• [PROBLEM]: Quote, word for word, every line starting at the line that contains "Could you indicate the orange" and ending with the last line of the records; include both of these lines and no others.

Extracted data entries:

+++

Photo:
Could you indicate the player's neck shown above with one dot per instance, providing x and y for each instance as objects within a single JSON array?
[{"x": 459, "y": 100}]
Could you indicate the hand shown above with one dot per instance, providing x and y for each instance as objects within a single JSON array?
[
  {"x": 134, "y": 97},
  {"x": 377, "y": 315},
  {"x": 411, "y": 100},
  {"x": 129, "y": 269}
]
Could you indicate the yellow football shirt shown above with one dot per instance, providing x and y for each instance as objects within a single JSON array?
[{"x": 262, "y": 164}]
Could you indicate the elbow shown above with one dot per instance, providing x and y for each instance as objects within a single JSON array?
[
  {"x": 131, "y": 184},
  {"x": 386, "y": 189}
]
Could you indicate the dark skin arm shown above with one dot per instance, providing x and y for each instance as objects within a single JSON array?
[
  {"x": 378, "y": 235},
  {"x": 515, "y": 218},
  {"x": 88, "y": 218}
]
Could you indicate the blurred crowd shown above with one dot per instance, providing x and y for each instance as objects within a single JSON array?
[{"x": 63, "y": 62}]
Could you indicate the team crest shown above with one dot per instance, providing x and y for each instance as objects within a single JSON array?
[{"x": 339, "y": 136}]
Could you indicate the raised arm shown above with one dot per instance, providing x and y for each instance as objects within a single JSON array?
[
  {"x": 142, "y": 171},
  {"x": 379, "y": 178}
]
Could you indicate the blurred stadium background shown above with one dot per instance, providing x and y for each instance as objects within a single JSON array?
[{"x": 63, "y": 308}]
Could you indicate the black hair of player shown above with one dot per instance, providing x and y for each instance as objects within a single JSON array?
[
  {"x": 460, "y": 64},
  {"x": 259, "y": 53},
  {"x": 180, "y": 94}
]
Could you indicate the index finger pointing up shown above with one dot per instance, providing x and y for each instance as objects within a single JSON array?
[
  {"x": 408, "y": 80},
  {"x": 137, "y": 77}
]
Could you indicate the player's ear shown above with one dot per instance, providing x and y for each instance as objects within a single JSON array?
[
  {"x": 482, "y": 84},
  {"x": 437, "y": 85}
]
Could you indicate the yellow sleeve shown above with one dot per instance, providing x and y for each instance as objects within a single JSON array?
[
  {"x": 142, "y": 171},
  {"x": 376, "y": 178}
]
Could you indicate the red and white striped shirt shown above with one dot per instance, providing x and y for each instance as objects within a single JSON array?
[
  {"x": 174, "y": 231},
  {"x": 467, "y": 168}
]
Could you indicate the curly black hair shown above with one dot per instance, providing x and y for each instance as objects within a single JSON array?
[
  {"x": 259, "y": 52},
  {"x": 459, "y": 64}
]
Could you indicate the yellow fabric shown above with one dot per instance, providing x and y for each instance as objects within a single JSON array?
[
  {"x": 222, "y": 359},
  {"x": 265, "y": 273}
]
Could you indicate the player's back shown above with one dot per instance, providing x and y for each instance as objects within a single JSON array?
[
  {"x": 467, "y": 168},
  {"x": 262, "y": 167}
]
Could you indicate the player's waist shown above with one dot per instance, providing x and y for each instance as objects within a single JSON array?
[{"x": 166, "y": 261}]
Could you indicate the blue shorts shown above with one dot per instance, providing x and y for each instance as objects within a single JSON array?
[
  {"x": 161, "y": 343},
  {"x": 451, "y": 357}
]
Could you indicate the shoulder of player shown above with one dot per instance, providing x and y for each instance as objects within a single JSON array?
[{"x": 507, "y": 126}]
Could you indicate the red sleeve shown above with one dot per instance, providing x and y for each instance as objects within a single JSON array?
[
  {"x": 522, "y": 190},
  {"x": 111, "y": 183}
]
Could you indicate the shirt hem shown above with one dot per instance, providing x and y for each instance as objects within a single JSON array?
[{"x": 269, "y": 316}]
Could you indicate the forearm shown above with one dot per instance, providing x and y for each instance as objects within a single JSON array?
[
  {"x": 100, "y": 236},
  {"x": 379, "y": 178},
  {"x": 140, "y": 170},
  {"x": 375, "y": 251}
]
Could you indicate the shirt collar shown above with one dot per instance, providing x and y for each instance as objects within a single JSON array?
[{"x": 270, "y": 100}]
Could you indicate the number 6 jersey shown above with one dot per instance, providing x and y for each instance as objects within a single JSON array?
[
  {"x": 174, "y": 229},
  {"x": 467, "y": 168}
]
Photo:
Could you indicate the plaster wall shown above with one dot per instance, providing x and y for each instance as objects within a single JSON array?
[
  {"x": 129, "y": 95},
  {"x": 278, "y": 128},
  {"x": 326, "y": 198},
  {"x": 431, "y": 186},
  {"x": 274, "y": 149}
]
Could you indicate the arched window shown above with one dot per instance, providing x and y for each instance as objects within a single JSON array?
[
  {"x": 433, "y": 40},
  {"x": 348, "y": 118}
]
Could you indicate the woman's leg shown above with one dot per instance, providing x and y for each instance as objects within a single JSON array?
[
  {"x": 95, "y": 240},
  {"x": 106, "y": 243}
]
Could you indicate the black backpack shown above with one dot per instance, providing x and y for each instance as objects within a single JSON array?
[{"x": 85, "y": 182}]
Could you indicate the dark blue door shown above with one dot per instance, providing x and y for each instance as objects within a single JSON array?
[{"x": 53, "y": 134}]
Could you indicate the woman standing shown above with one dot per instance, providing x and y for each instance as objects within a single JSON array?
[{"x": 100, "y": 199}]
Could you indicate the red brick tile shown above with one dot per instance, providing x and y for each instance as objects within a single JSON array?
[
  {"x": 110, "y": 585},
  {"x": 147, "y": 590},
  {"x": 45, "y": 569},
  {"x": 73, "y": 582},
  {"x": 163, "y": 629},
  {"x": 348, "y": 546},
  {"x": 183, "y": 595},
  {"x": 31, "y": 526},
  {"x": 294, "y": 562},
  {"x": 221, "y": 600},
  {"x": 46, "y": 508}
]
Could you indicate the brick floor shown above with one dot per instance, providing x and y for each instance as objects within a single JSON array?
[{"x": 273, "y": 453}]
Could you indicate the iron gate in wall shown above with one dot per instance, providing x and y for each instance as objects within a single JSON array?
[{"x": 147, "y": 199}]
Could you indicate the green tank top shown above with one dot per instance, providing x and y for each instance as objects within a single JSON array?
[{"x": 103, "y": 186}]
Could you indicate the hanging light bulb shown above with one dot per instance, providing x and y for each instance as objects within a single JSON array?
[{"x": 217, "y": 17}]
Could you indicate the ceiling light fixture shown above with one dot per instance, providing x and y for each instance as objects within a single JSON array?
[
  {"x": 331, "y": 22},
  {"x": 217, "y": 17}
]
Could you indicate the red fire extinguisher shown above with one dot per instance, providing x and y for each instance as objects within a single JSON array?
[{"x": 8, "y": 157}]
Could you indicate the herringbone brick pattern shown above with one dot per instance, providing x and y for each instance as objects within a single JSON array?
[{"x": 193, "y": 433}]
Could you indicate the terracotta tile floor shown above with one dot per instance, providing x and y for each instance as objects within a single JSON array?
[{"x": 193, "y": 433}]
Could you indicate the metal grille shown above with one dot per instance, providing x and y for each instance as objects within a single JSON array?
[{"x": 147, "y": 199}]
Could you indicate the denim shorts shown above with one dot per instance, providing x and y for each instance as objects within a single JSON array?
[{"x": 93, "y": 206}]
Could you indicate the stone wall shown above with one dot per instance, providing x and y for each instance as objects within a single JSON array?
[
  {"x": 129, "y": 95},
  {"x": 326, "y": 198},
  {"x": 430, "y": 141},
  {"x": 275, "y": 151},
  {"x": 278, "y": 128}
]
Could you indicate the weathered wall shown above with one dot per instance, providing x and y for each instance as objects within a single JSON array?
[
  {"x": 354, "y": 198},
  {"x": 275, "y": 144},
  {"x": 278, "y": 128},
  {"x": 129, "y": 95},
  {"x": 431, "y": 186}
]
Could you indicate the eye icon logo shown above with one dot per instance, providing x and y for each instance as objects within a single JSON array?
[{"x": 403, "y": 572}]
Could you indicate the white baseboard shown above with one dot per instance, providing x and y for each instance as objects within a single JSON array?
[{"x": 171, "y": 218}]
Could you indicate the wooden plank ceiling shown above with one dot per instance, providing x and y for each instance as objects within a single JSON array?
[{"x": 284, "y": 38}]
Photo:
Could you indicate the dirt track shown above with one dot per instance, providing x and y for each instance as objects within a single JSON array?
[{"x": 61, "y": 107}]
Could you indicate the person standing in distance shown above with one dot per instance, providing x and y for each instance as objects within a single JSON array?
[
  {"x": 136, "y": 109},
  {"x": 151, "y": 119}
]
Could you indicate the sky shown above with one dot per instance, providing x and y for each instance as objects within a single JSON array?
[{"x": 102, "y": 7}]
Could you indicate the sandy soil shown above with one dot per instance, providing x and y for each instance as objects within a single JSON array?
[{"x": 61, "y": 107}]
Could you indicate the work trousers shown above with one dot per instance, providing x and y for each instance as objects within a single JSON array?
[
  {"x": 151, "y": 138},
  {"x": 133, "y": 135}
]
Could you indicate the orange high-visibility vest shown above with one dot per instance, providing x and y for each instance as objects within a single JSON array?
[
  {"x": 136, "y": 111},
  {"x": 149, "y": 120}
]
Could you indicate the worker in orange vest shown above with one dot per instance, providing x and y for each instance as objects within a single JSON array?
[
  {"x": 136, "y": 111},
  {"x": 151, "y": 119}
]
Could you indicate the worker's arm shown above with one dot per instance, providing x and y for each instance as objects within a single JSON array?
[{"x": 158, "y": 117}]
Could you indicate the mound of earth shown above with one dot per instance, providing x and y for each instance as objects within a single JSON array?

+++

• [RESPONSE]:
Could you indicate the orange high-visibility vest shown above with one dot per instance, providing x and y for each instance as objects within a single JSON array?
[
  {"x": 136, "y": 111},
  {"x": 149, "y": 120}
]
Could you indicate the worker in orange vest shown above with one dot per instance, providing x and y for each instance as objects within a single JSON array?
[
  {"x": 136, "y": 111},
  {"x": 151, "y": 119}
]
Could you indicate the worker's arm shown above with one dot per instance, providing x and y for each instance as objects within a single JSON array?
[{"x": 158, "y": 117}]
Could you indicate the mound of earth shown above with one dot per instance, providing x and y for each instance as objects within a single JSON array?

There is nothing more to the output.